## WHAT YOU NEED TO DO
Could you output, word for word, the stretch of the venture capital article that begins at the words "Which leads us" and stops after the words "a larger scale?"?

## EXCERPTED TEXT
****************

Part III: The Future of Venture Capital: A New Path to Growth

By John Bhakdi

In Part II: Structured Seed Capital, we have seen how a Structured Seed Capital framework can capture clusters of best-in-class technology start-ups and return 33% p.a. at a zero risk of loss. For many VCs, this number looks much more like a threat than a promise: Why should Limited Partners choose to invest in traditional VC funds when Structured Seed Capital beats it by magnitudes both in return and risk?
121 Series A deals at an average gross performance of 38% p.a.
In discussions with partners at Top 10 VC firms, we have developed a different perspective on this issue. The i2X framework breeds pioneers instead of seeking nuggets – but this doesn’t mean that seeking nuggets has to get out of fashion. A deeper look into our historic performance reveals that out of 595 start-ups in a diligently designed portfolio, 121 received Series A VC investments. More importantly, they performed in aggregate at a staggering 38% p.a. gross return, dramatically higher than even the top quartile VC average. This means that historically, Structured Seed Capital not only creates a superior asset class in itself but opens a massive new source of high quality deal flow for conventional VC.

Which leads us to another question: what is the potential size of Structured Seed Capital – and with it, of concurrent VC growth? Is what we found just a small market inefficiency that allows a handful of LPs to deploy a few hundred million dollars – or could Structured Seed Capital impact startup innovation on a larger scale?
Accelerators experience explosive growth
To answer this question, we need to understand the growth dynamics that underlie the larger acceleration matrix. When Paul Graham, the father of modern start-up acceleration, started Y-Combinator at Harvard University in 2005, he believed that the right mix of capital, mentoring and networks could massively improve the success of seed start-ups. Starting with just eight founder teams, Paul quickly validated his hypothesis with a series of big hits, including Reddit, Dropbox and Heroku. Other thought leaders like Brad FeldDavid Cohe-n and Dave McClure started to create their own accelerators, and by 2009 the capacity of the acceleration matrix had grown to nearly 200 start-ups p.a. – an annualized growth rate of over 150%. There was still no robust model to simulate exact portfolio returns, but blockbusters such as Heroku, Airbnb and others provided sufficient evidence to fuel further growth. In 2013, the matrix has grown to over 400 accelerator programs in the US with an output of 1000+ start-ups. This massive expansion took place despite a highly adverse economic environment, a total lack of seed investment infrastructures, and doubtful VCs.

****************

## DATASET RECORDS
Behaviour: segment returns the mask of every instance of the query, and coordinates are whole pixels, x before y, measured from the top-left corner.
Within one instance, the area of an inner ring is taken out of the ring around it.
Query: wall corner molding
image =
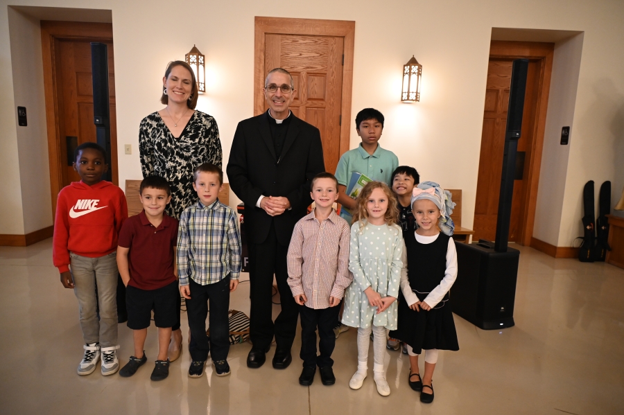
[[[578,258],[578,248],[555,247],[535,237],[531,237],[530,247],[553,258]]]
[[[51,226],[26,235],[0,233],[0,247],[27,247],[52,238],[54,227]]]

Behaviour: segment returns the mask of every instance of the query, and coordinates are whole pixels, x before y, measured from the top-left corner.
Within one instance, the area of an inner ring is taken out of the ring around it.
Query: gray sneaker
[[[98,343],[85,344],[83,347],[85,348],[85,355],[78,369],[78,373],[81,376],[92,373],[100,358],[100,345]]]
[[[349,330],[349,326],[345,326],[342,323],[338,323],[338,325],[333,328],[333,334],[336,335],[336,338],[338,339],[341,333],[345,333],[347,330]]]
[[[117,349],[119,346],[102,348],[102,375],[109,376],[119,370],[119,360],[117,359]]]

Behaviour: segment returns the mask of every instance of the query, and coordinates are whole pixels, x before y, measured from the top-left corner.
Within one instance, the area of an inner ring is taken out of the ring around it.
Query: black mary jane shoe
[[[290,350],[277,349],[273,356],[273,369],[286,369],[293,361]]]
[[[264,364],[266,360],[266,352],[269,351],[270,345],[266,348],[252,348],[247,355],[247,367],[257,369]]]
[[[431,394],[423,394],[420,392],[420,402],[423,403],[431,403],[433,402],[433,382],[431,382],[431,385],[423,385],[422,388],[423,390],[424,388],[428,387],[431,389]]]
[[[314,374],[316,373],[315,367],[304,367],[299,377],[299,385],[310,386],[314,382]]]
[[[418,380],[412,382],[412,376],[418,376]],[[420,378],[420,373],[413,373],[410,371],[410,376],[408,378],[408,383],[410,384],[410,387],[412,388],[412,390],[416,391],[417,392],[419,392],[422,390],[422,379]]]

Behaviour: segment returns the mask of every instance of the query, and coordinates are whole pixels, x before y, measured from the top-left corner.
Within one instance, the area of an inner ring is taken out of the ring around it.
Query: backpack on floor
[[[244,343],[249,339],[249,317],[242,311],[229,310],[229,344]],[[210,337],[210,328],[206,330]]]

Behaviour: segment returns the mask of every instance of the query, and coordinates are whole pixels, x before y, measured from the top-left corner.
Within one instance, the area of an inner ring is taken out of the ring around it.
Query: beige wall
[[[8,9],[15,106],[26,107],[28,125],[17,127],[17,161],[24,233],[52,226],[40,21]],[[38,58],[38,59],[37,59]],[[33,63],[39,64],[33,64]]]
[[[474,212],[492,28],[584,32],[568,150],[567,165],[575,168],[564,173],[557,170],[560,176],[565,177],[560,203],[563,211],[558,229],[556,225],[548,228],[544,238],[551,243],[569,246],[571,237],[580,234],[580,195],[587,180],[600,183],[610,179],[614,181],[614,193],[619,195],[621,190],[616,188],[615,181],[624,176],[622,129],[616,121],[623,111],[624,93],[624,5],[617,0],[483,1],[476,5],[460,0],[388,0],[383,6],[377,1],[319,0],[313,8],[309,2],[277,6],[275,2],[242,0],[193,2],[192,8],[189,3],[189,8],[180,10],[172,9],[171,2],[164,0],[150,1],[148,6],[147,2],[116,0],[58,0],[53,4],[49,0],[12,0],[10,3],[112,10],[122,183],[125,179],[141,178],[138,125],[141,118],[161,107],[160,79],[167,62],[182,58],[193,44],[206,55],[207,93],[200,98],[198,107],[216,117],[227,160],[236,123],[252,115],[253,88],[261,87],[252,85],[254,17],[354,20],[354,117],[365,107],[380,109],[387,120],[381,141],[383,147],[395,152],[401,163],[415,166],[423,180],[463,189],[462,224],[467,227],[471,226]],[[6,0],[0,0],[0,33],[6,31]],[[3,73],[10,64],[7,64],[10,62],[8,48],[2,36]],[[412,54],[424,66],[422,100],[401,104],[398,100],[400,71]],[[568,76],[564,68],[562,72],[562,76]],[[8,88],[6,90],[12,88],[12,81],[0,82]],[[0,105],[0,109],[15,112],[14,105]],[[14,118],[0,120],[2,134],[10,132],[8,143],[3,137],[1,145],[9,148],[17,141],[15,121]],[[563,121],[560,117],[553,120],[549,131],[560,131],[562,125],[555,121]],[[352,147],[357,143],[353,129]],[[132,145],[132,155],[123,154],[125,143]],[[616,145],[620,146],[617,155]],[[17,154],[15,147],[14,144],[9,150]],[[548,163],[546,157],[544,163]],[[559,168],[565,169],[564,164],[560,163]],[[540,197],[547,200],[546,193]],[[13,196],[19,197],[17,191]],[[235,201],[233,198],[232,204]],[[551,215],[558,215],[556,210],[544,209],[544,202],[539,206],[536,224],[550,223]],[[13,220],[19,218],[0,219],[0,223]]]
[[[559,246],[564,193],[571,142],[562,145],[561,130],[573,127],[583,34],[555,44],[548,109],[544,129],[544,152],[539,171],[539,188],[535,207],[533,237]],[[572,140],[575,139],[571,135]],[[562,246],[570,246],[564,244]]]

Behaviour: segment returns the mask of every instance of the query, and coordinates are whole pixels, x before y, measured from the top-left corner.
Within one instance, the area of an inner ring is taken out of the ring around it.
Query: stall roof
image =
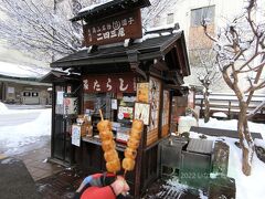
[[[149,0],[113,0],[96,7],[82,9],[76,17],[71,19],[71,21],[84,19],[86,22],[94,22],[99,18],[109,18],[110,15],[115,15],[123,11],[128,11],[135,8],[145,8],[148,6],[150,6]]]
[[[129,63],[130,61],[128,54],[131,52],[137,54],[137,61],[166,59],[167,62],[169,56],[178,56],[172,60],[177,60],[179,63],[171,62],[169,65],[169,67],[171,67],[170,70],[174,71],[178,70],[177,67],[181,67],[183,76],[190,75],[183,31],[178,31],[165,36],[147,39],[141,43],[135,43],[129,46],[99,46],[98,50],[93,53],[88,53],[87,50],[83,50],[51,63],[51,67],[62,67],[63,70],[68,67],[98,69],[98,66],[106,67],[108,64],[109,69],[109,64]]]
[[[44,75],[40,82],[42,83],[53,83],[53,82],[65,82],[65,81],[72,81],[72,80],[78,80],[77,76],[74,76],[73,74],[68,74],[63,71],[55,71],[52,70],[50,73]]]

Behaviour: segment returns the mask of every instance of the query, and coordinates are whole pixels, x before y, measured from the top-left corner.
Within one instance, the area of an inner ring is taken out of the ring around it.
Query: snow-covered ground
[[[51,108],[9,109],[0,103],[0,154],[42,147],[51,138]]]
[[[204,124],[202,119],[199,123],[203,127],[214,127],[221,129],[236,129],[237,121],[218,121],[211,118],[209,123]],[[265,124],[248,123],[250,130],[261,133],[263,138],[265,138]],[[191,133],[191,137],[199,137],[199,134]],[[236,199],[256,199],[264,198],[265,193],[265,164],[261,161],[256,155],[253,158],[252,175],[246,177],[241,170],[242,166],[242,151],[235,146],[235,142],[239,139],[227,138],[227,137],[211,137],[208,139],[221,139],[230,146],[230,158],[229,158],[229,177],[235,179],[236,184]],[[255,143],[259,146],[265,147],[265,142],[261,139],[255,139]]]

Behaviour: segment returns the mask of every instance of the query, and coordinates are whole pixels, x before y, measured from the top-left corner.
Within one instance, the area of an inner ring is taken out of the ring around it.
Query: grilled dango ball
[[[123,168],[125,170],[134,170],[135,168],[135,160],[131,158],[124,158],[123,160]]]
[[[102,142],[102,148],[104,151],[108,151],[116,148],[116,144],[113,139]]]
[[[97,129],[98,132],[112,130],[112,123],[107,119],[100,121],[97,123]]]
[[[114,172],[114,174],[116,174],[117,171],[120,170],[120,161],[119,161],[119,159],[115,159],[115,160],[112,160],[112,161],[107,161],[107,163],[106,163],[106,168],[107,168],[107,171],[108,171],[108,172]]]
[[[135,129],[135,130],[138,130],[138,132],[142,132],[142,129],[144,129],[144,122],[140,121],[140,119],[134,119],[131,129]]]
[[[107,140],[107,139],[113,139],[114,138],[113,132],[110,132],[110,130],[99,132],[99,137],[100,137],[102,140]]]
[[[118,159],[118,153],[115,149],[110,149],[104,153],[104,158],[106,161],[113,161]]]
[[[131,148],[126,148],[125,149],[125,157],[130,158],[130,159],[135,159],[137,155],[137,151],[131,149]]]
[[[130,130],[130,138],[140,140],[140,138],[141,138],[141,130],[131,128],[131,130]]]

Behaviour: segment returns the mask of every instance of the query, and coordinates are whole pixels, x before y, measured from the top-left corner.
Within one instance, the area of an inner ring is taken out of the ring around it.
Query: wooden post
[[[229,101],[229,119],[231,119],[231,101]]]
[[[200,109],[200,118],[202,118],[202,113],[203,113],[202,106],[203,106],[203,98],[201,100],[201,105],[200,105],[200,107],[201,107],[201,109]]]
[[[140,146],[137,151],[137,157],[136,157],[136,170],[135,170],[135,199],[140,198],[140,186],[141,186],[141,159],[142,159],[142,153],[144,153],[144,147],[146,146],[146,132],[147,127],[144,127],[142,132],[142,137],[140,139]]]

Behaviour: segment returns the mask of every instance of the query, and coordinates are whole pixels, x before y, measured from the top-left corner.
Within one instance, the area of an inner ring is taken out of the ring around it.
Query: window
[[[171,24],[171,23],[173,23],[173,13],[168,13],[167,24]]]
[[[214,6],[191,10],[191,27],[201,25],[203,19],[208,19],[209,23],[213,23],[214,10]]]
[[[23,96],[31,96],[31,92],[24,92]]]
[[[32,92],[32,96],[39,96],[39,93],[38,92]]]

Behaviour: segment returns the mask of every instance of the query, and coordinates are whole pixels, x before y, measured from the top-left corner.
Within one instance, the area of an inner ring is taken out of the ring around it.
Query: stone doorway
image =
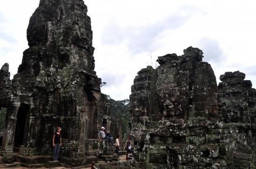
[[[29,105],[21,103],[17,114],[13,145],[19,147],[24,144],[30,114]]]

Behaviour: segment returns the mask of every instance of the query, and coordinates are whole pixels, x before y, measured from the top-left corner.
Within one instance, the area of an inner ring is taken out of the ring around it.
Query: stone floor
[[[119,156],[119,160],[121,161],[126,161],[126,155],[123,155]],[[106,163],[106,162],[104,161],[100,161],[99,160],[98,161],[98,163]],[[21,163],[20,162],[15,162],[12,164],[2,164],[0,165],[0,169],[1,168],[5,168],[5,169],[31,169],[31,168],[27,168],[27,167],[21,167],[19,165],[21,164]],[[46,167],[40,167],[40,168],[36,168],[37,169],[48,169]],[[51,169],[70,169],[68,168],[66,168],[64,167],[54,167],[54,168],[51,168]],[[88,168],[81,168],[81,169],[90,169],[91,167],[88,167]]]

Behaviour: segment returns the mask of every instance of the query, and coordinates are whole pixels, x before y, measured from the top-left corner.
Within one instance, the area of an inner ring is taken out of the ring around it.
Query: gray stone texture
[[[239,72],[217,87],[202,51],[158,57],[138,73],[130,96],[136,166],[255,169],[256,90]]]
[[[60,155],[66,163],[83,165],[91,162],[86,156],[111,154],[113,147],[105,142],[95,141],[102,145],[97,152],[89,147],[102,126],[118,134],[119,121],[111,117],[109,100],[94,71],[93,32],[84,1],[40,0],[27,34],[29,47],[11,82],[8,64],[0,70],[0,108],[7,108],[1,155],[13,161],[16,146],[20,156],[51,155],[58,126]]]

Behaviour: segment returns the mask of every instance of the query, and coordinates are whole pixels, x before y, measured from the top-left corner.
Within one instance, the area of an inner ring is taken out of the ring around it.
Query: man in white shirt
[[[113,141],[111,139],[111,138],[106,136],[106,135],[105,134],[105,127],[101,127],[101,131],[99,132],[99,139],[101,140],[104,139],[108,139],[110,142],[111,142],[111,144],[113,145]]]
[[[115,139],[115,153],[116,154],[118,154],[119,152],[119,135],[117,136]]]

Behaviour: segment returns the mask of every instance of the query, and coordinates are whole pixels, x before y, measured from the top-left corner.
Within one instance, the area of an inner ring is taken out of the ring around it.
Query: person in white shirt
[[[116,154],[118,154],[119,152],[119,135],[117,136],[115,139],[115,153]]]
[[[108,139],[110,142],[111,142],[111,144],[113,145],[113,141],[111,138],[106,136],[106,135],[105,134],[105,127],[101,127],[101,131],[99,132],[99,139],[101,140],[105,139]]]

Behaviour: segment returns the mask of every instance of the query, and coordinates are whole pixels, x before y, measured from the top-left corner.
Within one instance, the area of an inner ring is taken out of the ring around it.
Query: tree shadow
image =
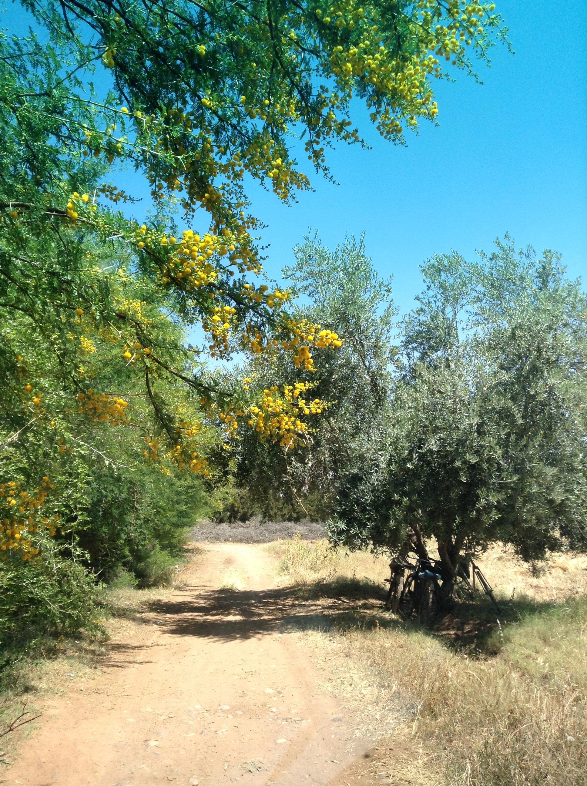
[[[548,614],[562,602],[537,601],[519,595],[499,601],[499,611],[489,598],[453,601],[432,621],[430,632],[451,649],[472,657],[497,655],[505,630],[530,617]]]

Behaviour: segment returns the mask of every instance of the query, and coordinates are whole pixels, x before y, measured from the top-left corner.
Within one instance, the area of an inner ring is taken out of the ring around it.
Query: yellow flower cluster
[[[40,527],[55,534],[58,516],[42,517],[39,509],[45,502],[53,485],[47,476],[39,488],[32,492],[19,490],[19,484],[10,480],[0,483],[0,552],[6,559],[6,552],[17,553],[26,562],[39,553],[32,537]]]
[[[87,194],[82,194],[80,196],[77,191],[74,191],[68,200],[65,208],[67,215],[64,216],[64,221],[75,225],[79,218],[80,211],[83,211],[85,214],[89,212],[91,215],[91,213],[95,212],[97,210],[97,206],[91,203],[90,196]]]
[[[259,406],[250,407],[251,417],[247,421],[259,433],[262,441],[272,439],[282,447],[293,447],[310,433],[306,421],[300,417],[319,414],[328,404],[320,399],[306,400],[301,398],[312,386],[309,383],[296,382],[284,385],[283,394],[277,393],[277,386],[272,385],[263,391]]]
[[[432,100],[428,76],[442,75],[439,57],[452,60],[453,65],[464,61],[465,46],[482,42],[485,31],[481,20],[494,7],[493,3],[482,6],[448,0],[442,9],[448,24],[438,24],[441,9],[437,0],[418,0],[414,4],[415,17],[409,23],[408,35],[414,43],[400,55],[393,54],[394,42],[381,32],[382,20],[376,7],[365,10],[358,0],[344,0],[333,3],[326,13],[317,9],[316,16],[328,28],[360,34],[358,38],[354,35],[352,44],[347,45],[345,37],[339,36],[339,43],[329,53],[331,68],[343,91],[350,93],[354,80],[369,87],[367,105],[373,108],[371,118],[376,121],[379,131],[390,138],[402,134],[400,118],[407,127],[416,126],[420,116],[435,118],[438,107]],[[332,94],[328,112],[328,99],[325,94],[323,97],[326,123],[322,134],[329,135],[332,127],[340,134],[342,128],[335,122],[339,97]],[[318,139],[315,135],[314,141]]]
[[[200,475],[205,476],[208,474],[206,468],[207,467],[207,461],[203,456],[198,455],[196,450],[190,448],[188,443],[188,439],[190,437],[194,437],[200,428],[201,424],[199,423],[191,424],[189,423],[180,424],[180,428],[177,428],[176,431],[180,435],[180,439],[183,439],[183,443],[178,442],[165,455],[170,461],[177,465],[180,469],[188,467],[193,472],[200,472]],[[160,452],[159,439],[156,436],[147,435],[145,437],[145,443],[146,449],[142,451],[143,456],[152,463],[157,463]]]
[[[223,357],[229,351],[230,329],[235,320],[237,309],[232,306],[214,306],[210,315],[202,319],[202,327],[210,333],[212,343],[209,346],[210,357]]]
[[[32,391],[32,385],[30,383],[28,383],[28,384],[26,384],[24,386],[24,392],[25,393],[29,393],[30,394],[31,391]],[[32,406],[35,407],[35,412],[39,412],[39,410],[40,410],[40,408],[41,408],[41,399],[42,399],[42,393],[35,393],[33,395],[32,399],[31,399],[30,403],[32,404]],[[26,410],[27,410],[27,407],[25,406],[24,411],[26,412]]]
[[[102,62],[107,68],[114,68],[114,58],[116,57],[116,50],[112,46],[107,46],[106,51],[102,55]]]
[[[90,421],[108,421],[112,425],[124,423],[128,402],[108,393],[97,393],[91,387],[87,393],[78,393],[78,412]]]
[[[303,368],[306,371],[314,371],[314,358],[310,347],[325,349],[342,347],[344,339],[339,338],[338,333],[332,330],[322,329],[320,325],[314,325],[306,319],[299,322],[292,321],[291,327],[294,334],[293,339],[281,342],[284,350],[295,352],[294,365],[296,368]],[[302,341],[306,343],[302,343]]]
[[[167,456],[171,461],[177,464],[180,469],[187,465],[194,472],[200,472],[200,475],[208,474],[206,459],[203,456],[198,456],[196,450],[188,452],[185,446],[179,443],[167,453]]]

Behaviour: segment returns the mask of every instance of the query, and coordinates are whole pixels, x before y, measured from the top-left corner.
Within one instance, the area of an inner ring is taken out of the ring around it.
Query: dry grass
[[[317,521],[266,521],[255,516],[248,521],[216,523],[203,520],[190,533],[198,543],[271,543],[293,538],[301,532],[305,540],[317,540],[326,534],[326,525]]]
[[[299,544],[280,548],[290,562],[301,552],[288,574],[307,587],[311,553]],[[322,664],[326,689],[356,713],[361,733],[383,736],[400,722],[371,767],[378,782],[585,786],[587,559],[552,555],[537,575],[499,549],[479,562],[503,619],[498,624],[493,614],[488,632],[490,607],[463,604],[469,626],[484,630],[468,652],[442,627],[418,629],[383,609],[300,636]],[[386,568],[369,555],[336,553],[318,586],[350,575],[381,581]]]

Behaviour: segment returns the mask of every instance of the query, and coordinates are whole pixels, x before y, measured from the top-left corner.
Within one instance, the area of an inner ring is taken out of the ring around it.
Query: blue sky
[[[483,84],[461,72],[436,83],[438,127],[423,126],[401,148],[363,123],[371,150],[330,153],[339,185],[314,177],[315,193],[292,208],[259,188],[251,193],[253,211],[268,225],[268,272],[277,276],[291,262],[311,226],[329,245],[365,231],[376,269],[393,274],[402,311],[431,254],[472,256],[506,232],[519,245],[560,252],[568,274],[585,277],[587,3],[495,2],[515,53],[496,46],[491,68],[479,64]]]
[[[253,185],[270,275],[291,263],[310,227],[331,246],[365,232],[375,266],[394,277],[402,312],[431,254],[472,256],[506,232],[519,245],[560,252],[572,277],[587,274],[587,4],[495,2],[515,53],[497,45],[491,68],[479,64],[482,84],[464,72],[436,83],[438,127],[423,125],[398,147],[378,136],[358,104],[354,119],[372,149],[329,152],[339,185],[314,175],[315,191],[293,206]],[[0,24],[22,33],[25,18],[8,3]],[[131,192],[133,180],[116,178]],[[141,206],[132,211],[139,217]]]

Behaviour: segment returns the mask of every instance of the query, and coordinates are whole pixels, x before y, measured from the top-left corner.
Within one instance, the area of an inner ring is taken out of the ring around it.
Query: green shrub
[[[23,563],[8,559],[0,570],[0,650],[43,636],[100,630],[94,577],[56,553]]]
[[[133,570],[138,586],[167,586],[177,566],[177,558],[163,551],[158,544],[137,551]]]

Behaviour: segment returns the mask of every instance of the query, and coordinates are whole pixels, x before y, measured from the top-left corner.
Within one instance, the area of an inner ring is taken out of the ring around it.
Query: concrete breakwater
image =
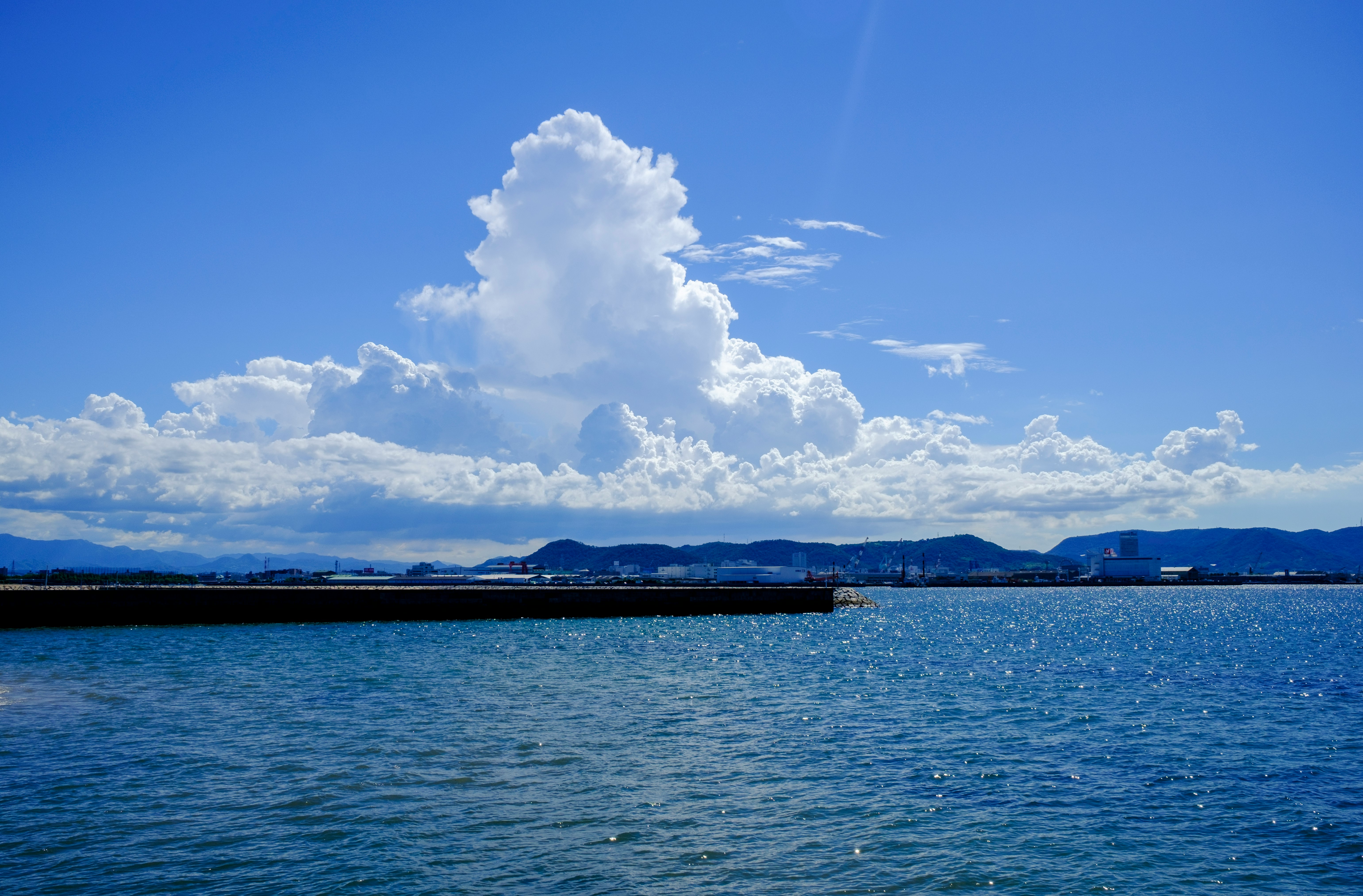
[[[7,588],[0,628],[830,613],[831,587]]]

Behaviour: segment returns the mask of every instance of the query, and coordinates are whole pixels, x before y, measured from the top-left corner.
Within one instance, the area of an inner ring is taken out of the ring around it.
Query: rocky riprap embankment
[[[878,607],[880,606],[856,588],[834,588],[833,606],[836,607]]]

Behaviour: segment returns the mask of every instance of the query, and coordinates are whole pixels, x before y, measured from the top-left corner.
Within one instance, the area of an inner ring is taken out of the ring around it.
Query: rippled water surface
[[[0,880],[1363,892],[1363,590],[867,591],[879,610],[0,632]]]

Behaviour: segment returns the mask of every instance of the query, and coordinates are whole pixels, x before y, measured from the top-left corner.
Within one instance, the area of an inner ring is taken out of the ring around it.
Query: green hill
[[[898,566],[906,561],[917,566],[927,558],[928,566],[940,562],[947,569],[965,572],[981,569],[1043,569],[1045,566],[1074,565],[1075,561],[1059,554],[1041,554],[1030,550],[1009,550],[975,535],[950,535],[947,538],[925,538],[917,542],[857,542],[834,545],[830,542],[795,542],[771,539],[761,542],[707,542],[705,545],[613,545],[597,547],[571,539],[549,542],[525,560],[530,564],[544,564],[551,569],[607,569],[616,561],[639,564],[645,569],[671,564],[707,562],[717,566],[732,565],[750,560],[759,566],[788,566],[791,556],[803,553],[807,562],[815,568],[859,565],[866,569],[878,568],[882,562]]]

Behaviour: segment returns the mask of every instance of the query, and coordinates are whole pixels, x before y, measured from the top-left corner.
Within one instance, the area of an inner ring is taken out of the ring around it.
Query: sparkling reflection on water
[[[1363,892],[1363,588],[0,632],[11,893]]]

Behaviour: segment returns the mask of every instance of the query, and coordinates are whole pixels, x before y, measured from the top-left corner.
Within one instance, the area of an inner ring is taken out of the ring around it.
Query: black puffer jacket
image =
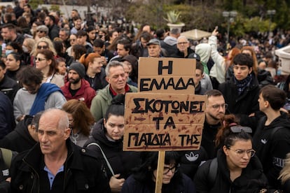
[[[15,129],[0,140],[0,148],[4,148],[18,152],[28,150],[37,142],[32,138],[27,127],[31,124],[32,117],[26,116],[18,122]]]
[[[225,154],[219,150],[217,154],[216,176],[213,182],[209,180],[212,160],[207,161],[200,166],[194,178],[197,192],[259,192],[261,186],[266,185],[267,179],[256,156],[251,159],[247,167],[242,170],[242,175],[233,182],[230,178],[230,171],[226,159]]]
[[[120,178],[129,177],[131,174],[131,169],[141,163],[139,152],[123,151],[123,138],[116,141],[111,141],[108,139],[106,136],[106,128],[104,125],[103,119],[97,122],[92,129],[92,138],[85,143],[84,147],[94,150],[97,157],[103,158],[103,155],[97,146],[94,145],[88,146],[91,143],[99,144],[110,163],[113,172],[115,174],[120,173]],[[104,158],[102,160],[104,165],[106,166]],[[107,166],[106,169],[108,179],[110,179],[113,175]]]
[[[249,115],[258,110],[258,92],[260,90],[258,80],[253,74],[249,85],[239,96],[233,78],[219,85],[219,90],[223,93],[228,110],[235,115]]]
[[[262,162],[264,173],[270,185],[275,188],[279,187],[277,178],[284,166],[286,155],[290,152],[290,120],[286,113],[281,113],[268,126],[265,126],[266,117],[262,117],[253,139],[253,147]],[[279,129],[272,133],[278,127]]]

****************

## RESPONSE AREA
Which leads us to another question: what is the potential size of Structured Seed Capital – and with it, of concurrent VC growth? Is what we found just a small market inefficiency that allows a handful of LPs to deploy a few hundred million dollars – or could Structured Seed Capital impact startup innovation on a larger scale?